- What is required: Reproduce the data line for line, starting with its first line and ending with the line that contains "pixel 909 237".

Extracted records
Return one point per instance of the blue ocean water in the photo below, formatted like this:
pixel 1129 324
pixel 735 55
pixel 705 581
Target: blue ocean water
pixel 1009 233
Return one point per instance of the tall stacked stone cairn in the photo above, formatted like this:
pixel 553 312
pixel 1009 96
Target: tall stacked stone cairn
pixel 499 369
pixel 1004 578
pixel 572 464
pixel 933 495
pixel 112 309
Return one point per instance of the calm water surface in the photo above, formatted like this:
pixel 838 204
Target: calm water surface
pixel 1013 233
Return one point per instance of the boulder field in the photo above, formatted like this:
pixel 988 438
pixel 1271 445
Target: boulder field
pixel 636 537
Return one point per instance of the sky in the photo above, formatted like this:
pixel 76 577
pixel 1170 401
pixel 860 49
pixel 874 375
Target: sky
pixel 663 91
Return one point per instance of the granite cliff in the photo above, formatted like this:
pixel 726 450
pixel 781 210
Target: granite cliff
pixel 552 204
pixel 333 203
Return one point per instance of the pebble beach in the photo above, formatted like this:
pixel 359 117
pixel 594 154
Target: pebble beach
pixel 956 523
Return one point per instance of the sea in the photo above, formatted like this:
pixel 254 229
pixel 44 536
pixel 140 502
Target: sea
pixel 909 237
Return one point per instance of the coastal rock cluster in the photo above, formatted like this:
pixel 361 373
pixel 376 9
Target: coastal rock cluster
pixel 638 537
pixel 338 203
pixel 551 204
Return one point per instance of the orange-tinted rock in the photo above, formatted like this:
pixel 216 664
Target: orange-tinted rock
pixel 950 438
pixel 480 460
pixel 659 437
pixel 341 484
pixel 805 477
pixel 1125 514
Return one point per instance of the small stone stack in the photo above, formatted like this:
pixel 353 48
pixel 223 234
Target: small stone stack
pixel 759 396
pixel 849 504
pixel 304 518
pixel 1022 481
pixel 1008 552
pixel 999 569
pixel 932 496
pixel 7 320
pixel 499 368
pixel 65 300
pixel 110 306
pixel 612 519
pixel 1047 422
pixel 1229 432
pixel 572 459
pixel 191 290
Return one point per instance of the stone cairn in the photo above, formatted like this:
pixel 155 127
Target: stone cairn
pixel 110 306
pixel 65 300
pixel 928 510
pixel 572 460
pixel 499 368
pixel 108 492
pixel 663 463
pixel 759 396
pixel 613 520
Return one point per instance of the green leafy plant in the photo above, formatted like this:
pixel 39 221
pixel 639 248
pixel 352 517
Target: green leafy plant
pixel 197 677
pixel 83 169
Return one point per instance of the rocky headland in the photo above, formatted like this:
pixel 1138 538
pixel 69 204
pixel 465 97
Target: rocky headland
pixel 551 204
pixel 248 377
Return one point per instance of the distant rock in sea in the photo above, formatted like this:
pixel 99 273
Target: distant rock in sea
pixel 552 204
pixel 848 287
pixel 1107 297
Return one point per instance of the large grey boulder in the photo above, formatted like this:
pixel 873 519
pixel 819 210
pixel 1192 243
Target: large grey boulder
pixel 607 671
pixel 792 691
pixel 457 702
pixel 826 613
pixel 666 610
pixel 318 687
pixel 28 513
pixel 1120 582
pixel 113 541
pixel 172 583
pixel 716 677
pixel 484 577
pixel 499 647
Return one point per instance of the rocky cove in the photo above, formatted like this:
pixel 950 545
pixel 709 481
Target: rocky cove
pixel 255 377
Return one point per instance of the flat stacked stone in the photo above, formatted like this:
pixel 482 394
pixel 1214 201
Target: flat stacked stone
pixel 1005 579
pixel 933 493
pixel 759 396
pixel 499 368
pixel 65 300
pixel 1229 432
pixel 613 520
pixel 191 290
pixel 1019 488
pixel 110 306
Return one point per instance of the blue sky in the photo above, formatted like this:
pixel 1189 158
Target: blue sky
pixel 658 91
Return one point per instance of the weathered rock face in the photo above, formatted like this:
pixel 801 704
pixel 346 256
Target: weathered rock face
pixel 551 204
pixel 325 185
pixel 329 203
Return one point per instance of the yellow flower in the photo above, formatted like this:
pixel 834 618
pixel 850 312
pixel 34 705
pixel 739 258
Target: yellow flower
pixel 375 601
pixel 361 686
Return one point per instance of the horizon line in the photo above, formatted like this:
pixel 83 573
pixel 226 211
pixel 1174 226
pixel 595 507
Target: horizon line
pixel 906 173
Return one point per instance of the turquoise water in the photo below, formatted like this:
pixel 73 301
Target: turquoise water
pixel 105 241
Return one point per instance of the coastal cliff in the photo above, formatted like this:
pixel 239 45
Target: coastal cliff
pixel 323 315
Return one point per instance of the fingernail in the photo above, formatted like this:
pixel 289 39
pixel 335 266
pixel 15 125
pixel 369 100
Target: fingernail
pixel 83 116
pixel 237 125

- Answer to this problem:
Return one point per instance of the blue ocean water in the photo below, formatted like this:
pixel 1129 324
pixel 735 55
pixel 705 581
Target: blue ocean water
pixel 1009 233
Return one point per instance of the tall stacked stone cairn in the photo above, formatted like this:
pixel 553 312
pixel 1009 96
Target: tall stacked stone cairn
pixel 499 369
pixel 1004 578
pixel 572 464
pixel 933 495
pixel 112 309
Return one point per instance of the calm water surface in the photo above, formatted like this:
pixel 838 204
Target: calm water surface
pixel 1013 233
Return one point per instance of the boulder field in the photo above, formatted like this:
pixel 988 438
pixel 1271 445
Target: boulder field
pixel 636 537
Return one point per instance of the sky in the photo above, formatted like this:
pixel 76 577
pixel 1170 401
pixel 860 49
pixel 874 375
Target: sky
pixel 663 91
Return one point per instance of the granite cliff in the photo above, formatted like this:
pixel 726 450
pixel 781 210
Target: granite cliff
pixel 552 204
pixel 333 203
Return one point per instance of the pebble beach in the photo above, formatted like this:
pixel 359 117
pixel 594 154
Target: pebble beach
pixel 956 523
Return one point per instance of the sea in the photo above, formatted like this:
pixel 254 229
pixel 44 536
pixel 140 502
Target: sea
pixel 909 237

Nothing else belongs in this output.